[Records of labeled points]
◆ ◆ ◆
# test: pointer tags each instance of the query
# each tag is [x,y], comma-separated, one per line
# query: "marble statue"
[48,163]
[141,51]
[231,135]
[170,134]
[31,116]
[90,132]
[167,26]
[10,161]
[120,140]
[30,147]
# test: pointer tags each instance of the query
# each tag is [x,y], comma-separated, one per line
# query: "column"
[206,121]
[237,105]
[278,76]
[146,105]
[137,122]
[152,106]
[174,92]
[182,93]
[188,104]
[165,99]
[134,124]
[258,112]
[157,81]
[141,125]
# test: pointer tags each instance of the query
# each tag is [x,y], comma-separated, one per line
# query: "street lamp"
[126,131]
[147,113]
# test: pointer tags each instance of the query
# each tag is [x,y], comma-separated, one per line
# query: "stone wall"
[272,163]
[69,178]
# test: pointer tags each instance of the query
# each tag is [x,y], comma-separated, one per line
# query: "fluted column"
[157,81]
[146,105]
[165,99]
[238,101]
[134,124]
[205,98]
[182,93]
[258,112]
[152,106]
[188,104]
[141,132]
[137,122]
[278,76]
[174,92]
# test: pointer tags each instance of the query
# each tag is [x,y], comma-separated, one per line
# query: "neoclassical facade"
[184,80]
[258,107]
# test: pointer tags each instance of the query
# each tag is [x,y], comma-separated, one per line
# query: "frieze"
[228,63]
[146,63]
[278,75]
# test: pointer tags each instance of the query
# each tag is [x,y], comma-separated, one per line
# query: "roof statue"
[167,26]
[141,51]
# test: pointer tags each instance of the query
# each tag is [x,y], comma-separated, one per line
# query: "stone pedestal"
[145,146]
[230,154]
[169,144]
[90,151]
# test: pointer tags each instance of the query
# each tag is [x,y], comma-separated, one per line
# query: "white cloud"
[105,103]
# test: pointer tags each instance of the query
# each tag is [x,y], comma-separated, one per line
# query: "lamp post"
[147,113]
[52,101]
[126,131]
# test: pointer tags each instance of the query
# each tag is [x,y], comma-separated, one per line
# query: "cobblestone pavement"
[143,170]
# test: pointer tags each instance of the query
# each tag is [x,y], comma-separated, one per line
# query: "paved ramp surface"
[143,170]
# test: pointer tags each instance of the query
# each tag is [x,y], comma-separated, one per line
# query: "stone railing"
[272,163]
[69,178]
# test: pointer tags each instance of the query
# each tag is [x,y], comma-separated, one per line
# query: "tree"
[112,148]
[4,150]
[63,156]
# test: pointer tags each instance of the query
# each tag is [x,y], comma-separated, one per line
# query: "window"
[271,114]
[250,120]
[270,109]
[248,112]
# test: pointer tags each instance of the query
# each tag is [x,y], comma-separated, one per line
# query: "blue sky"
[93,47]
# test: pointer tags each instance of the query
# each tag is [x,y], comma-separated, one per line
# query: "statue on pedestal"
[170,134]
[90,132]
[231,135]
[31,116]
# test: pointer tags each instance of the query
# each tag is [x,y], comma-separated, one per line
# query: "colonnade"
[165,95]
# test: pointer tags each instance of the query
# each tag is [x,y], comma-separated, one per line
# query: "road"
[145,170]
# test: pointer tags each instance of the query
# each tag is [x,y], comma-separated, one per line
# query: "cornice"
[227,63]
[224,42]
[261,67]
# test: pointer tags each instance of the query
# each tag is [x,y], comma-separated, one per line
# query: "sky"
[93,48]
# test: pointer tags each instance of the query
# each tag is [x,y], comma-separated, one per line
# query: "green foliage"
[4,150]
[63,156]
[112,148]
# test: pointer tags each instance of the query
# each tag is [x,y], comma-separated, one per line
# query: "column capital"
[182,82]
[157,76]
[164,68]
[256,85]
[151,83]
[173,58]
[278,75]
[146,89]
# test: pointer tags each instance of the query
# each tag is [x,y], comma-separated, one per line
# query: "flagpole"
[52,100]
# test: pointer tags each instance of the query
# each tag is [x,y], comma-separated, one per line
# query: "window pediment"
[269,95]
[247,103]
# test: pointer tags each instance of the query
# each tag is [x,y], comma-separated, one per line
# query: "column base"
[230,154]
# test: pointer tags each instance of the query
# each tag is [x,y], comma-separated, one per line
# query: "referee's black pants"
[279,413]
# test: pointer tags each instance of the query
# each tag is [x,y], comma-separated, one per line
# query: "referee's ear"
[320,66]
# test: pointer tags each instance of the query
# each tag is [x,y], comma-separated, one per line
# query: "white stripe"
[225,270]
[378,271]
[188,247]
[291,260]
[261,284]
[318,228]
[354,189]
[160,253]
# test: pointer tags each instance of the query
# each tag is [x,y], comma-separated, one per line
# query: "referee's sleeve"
◆ ◆ ◆
Can you gather every line of the records above that contains the word "column" and copy each one in full? Case counts.

# query: "column"
# query: "fluted column"
# query: "column capital"
# query: "column base"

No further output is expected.